= The request =
Reproduce every line in full from the line with "Spot the dense" to the line with "[(513, 373), (605, 483), (947, 339)]", raising each number in the answer coordinates by 30 and leaving all other numbers as they are.

────────────────────────────────────────

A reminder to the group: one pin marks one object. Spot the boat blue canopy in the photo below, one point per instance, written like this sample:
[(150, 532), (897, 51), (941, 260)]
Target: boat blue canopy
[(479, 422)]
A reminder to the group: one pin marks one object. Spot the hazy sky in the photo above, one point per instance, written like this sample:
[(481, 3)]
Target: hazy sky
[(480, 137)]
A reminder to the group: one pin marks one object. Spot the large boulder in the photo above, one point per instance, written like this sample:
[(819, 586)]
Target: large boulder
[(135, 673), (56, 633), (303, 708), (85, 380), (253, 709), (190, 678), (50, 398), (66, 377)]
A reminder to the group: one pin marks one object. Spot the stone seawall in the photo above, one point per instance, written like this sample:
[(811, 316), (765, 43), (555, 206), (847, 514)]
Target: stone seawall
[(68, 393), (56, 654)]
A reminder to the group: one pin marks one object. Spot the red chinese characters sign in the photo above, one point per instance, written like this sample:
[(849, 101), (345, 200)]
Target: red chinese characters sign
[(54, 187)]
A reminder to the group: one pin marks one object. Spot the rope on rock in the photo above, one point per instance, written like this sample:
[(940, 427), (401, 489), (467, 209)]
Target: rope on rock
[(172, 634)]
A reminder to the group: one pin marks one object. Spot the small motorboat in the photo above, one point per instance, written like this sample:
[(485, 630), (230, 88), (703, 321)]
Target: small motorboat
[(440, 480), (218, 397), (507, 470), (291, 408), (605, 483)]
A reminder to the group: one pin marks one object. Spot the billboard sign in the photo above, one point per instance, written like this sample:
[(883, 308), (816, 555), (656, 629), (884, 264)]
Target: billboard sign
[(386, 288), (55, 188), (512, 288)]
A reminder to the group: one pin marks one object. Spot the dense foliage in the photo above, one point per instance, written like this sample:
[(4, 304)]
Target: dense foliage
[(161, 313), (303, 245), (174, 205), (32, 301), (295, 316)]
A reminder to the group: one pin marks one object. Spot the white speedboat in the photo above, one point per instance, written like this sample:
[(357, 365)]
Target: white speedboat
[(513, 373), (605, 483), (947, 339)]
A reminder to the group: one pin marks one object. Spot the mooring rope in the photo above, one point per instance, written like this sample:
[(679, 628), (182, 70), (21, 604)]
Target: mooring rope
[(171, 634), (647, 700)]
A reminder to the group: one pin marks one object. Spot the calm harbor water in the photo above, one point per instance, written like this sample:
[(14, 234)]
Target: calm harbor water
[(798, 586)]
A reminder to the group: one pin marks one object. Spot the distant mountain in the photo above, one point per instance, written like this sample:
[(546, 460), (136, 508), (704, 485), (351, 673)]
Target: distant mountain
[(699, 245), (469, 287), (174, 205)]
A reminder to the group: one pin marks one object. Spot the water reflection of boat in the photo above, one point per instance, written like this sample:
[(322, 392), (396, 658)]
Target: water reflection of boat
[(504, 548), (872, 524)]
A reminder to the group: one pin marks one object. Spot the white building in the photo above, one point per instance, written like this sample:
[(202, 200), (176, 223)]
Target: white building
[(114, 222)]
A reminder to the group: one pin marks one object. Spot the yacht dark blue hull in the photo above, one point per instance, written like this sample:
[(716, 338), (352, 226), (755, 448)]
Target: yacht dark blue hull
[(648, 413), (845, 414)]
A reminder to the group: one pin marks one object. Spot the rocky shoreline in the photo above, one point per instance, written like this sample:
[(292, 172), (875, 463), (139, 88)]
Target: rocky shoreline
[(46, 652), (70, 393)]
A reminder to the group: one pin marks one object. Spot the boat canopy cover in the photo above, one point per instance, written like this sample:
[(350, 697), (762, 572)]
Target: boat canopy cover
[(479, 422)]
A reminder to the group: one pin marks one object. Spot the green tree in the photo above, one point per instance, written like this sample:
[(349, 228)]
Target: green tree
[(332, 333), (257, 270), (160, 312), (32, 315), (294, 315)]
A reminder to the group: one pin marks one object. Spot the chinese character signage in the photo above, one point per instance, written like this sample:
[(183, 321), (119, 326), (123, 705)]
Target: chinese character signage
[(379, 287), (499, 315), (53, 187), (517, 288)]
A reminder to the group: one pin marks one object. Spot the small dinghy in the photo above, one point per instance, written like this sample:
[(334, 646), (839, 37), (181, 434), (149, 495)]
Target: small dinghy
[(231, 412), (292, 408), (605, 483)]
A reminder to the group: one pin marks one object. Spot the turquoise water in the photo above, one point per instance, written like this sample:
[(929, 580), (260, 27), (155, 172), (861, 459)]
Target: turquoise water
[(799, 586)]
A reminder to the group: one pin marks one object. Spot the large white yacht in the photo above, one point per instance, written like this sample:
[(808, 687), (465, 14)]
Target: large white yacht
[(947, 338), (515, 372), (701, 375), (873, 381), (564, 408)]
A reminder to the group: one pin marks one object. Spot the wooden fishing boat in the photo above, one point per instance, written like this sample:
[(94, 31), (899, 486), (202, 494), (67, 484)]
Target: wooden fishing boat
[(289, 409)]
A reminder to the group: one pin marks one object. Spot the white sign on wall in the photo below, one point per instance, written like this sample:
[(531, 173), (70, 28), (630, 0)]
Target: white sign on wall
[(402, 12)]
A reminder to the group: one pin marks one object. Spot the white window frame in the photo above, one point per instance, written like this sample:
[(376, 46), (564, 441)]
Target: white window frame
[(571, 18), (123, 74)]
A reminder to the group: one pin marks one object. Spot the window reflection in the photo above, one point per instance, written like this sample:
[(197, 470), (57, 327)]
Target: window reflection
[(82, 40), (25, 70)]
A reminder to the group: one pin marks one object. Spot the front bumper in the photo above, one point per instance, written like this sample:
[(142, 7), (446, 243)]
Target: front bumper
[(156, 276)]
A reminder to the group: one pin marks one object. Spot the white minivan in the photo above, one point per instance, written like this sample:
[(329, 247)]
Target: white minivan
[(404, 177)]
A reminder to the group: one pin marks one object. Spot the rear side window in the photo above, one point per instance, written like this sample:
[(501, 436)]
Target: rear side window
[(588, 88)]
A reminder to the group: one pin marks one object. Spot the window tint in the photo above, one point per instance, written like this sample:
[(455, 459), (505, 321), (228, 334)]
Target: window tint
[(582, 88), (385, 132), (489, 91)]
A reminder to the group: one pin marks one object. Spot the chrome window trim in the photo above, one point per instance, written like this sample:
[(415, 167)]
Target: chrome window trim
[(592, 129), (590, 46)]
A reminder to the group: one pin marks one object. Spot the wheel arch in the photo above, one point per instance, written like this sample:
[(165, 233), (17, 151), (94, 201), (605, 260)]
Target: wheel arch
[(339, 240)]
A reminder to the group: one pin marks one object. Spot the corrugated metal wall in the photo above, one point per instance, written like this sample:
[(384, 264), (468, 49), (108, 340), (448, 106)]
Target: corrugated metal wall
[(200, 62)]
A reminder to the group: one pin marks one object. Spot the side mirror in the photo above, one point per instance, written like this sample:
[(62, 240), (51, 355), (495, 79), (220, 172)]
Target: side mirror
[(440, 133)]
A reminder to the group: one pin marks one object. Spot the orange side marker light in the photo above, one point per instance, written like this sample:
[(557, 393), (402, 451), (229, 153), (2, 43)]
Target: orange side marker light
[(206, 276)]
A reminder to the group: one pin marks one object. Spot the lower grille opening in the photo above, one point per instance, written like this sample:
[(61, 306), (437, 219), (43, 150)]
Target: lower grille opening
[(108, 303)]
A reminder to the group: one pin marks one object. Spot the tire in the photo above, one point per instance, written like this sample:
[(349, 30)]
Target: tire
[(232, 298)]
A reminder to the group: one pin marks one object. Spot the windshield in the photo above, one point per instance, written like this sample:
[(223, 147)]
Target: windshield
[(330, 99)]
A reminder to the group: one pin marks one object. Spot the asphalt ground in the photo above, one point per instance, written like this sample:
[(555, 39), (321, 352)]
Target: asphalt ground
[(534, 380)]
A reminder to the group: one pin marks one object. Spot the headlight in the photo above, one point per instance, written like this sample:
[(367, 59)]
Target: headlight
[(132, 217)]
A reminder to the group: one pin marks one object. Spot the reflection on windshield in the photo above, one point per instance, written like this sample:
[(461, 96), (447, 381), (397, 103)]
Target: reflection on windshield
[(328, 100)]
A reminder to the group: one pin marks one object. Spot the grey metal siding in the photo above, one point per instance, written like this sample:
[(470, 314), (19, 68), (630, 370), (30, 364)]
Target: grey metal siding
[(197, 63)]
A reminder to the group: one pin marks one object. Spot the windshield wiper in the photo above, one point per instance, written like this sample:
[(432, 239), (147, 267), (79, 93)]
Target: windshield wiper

────────────────────────────────────────

= Answer to the exercise =
A reminder to the group: one pin marks one object. Spot the dense foliage in the photo above, one point per instance, written like this sample:
[(4, 304)]
Target: dense foliage
[(191, 343), (333, 275), (204, 235), (62, 331), (325, 346)]
A reminder to the group: one pin marks one object. Spot the white speedboat in the photo above, one point per instance, written like this sample:
[(357, 365)]
Target: white speedboat
[(543, 403), (635, 513), (977, 369)]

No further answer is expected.